[Objective]: Exact repetition is required: output every record in full.

[START Exercise input]

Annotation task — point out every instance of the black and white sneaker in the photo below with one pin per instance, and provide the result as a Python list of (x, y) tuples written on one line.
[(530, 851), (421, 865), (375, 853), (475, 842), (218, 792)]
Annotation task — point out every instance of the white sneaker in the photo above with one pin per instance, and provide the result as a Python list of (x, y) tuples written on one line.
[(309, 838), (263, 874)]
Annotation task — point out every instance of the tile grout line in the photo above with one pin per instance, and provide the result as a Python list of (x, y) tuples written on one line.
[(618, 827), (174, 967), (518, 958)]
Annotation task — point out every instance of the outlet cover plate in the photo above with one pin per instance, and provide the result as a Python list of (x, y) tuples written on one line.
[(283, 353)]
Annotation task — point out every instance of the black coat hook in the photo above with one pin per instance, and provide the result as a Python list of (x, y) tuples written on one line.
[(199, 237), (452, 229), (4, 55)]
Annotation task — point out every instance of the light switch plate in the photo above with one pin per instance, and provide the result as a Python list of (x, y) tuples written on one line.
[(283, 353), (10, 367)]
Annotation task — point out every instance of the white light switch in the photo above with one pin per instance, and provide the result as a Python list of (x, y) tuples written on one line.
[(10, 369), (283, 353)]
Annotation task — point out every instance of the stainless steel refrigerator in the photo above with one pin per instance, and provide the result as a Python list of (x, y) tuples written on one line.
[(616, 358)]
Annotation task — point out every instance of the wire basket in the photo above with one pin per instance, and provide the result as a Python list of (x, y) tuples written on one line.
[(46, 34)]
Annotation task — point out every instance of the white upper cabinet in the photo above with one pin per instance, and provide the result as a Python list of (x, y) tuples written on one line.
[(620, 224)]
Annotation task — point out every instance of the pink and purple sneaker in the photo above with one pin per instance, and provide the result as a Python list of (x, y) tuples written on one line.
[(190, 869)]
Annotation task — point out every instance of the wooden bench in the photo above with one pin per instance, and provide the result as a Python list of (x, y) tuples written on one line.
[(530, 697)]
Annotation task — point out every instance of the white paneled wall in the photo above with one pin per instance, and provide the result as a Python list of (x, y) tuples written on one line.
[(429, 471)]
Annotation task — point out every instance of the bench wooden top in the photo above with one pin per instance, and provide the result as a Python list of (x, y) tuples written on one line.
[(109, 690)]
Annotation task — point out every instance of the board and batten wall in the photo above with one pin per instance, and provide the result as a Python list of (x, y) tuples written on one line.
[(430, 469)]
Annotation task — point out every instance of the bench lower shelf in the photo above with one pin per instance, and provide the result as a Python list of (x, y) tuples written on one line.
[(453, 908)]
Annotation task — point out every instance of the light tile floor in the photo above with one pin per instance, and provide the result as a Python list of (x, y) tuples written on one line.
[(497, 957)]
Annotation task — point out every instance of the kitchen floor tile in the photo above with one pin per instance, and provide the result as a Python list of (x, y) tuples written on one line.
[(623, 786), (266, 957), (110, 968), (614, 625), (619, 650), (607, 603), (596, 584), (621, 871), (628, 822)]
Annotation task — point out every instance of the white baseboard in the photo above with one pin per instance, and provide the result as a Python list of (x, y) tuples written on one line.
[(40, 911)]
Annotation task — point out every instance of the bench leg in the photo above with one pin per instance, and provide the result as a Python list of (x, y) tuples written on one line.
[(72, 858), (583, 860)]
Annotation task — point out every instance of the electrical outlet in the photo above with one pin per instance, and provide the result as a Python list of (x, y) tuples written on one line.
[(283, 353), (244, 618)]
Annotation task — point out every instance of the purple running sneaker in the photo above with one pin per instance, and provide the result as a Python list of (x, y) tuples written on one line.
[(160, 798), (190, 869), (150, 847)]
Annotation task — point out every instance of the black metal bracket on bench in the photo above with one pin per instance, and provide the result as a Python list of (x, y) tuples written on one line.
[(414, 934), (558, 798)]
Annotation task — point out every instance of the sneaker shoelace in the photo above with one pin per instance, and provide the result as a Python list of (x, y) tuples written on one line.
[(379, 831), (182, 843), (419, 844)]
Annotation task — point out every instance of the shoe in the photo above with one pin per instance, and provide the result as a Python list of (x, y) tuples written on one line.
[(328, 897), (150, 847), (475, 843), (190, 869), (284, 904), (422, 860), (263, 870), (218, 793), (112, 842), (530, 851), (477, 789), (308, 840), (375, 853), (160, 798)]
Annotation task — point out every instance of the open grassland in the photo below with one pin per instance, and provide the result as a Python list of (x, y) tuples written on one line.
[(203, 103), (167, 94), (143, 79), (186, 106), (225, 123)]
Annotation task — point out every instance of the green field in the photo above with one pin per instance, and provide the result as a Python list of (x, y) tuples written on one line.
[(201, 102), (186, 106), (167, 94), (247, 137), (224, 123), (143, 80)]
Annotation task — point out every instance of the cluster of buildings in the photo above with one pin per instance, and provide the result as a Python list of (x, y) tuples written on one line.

[END Exercise input]

[Completed task]:
Annotation task — point out every instance of the black and white sneaker in the photo below with one pin per instance, and provide the result as a Python list of (x, y) tuples written on one line.
[(530, 851), (421, 865), (375, 853), (475, 842), (218, 792)]
Annotation task — point out every instance of the white sneaker in the photo above with one pin per instance, and provide the result as a Python list of (x, y) tuples written on one line.
[(309, 838), (263, 874)]
Annotation task — point out every instance of the tile grout line in the photo above with one pin per instance, and provide the result as a Python list of (x, y) tuples written on one line.
[(618, 827), (174, 967), (518, 958)]
Annotation task — point out every instance of the outlet cover plate in the photo above with one pin per instance, and provide the result as a Python list of (x, y) tuples written on one line.
[(283, 353)]
Annotation task — point out every instance of the black coat hook in the photo above with one pin per instance, and provide the result as a Python list of (x, y) tuples written on one line.
[(199, 237), (452, 229), (4, 55)]
Annotation task — point out every instance of the light switch plate in the photo above with one pin per instance, and provide the result as a Python list of (x, y) tuples written on one line.
[(283, 353), (10, 367)]
Annotation task — point out every instance of the white light switch in the photo above with one pin per instance, and provide the result as a Python list of (x, y) tuples written on one line.
[(10, 369), (283, 353)]
Annotation task — point out every instance of the stainless steel refrigerator in the photo above with one pin per instance, and provide the result as a Python list of (x, y) tuples written on one line.
[(616, 358)]
Annotation task — point out every instance of the wire basket in the photo above with one pin per instance, and provide the result as a Python list of (x, y) tuples written on one line.
[(46, 34)]
Annotation task — point out every instance of the white upper cabinet in the photo above with one pin per instance, and provide the result as a Python list of (x, y) tuples written on one line.
[(620, 224)]
Annotation task — point out every instance of the pink and purple sneaker in the photo above with one pin per instance, and provide the result as a Python list of (x, y) tuples written on one line.
[(190, 869)]
Annotation task — point out every instance of the wooden bench in the photo above with one pin per instance, and provide the result as a Python list of (x, y) tuples written on one line.
[(530, 697)]
Annotation task — point out every instance of the white paneled wall in the photo above with one pin per instance, and provide the result as a Python list of (x, y) tuples written on one line.
[(429, 471)]
Annotation task — point out every instance of the bench wooden top in the photo above with one pin per instance, and provide the result as a Python list of (x, y) tuples written on one line.
[(109, 690)]
Annotation task — point out every instance of the board and batten wall in the photo above with one pin per instance, and provide the result as a Python list of (x, y) tuples written on one line.
[(430, 469)]
Annotation task — point out every instance of the bench lower shelf in the photo above with one pin per instance, and provide the result as a Python list of (x, y) tuples written on one line.
[(453, 908)]
Annotation task — point out every instance of the light tile floor in the photo above with one pin per instance, and provide the result as a Python list of (x, y) tuples written on one line.
[(497, 957)]
Annotation task — point out every instance of the kitchen floor tile in the photo above with one pin per instance, and provide the result as a Python list of (x, y) tuples written on one line.
[(623, 786), (266, 957), (110, 968), (614, 625), (619, 650), (607, 603), (596, 584), (621, 871), (628, 822)]
Annotation task — point out every instance of the white baseboard in the photo above with one pin per instance, and provide the result as a Python list of (x, y) tuples written on one line.
[(40, 911)]
Annotation task — point out every instance of the bench leg in the photo above with one pin per instance, and provide the result as a Python list of (x, y) tuples written on one line.
[(72, 858), (583, 860)]
Annotation task — point out every instance of the electrical outlet in the photo above with one pin per instance, and provide the result as a Python list of (x, y) tuples written on one line.
[(283, 353), (244, 618)]
Annotation task — point out every instance of the purple running sneaker in the photo above with one pin per instance, and provide the result as a Python list of (x, y) tuples written on one line.
[(160, 798), (190, 869), (150, 847)]
Annotation task — point out every instance of the black metal bracket on bench in the photo above with one pin per instance, and provide the result as a Python list of (x, y) tuples written on one line.
[(414, 934), (558, 798)]
Annotation task — point out every instance of the sneaker shoelace in the photo above with one pin per instance, and provide the result as a Python list of (x, y) tuples written on one line.
[(379, 831), (182, 843), (419, 844)]
Annotation task — point out every instance of the shoe in the photo above with one pin per instance, and provide the result as a Python list of (x, y) tuples written on one line.
[(328, 897), (150, 847), (475, 843), (190, 869), (284, 904), (422, 860), (263, 870), (218, 793), (112, 842), (530, 851), (477, 789), (308, 840), (375, 853), (160, 798)]
Annotation task — point out every instance of the open grassland in the photo below with one pin per instance, and provide the result as a Python list of (x, y) tuples written on one line.
[(203, 103), (167, 94), (143, 79), (186, 106), (225, 123)]
Annotation task — point out every instance of the green field in the photo above with one pin per instance, and provide the result as a Python list of (x, y) tuples written on one line.
[(201, 102), (186, 106), (167, 94), (247, 137), (224, 123), (143, 80)]
Annotation task — point out every instance of the cluster of buildings in the photo above with one pin per instance, and provide the result as a Python list of (x, y) tuples written on one line.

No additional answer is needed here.